Diane Kemker,  J.D., LL.M.2


INTRODUCTION

       Extraordinary medical expenses-   whether  due to a one-time occurrence or a chronic
condition-  happen  on their own time. These expenses, their causes, and their consequences
(medical, personal, financial, or all of these) can rarely be neatly cabined into a single calendar
year. Treatment requiring an expensive prescription medication or complex surgery not covered
by insurance may  address a condition that arose over years. That condition may have interfered
with a taxpayer's ability to work in prior years, the current year, and perhaps for years to come,
even for the rest of the taxpayer's earning life. The medical condition of a taxpayer's family
member   can do the same. The disruptions caused by these events may be so radical as to
transport the person, as it were, into crip time, an experience of time radically different than
the norm. Or it may not. But regardless, the Internal Revenue Code as it currently operates does
not even fairly reflect the economic reality, and it deprives many taxpayers who have large
medical expenses  of the full tax value of those expenditures. It discriminates even more acutely
against those who have such expenses over many  years, and it discriminates irrationally, on the
basis of those expenses' timing.

       We  all live in normative time. Or rather, we all live under it-under a regime structured
by it-seemingly  inescapably. Philosophers dating back at least to Immanuel Kant have reflected
on the nature of time, as a necessary condition of apperception, seeking to account for how and
why  all our human experiences necessarily take place in time. But it has taken the work of some
radical disability theorists, practitioners of self-described crip theory, to identify the concept of
normative time, by distinguishing it from what some of them call crip time. It is normative
time that regulates our industrialized world, and our academic world. It puts us on daily, weekly,


1 The term crip, though perhaps jarring to some, is used by radical disability theorists themselves, and I use it as
they do, in a re-appropriative move analogous to that of Queer Theory. See, e.g., ROBERT MCRUER, CRIP THEORY:
CULTURAL SIGNS OF QUEERNESS AND DISABILITY (2006); ROBERT MCRUER, CRIP TIMES: DISABILITY,
GLOBALIZATION, AND RESISTANCE (2018); CRIP TEMPORALITIES (Ellen Samuels & Elizabeth Freeman eds., 2021);
ALISON KAFER, FEMINIST, QUEER, CRIP (2013); Ellen Samuels, Six Ways of Looking at Crip Time, 37 DISABILITY
STUD. Q. (2017); Tamar LeRoy, What Is Crip Time?, ACCESSIBILITY.COM (Nov. 30, 2021) [https://perma.cc/73QW-
84Q3]; Josefine Walivaara, Out of Time: Crip Time and Fantastic Resistance, 25 SC1. FICTION RES. ASS'N. REV. 238
(Summer 2022). See also ELIZABETH FREEMAN, TIME BINDS: QUEER TEMPORALITIES, QUEER HISTORIES (2010).

PROBLEM 1: In the excerpt, shorten the paragraph that begins "Extraordinary medical expenses" and keep its main facts.
PROBLEM 2: List every title of a work cited in footnote 1 of the excerpt.

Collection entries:
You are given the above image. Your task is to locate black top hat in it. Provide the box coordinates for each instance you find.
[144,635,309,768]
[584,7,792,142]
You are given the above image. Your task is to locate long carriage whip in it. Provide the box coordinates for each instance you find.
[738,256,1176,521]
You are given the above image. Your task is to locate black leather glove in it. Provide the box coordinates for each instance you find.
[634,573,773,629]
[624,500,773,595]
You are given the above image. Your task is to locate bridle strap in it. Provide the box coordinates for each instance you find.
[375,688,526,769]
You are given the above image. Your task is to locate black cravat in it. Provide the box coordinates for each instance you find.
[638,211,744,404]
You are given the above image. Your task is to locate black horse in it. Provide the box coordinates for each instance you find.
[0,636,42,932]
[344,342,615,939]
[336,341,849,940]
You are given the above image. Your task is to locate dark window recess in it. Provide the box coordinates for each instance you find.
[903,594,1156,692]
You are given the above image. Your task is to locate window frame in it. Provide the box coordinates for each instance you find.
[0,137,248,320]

TASK OUTPUT 1: Large medical expenses, whether from a single event or a chronic condition, seldom fit within one calendar year. Costly treatment may address a condition that developed over years and that affects a taxpayer's ability to work in past, present and future years, possibly for the rest of their working life. A family member's condition can have the same effect. These disruptions may or may not push a person into crip time, a sense of time very different from the norm. Either way, the Internal Revenue Code as it now works fails to reflect economic reality and denies many taxpayers with large medical expenses the full tax value of that spending. It discriminates even more against people whose expenses continue over many years, and it does so irrationally, based on when the expenses occur.

TASK OUTPUT 2:
- Crip Theory: Cultural Signs of Queerness and Disability
- Crip Times: Disability, Globalization, and Resistance
- Crip Temporalities
- Feminist, Queer, Crip
- Six Ways of Looking at Crip Time
- What Is Crip Time?
- Out of Time: Crip Time and Fantastic Resistance
- Time Binds: Queer Temporalities, Queer Histories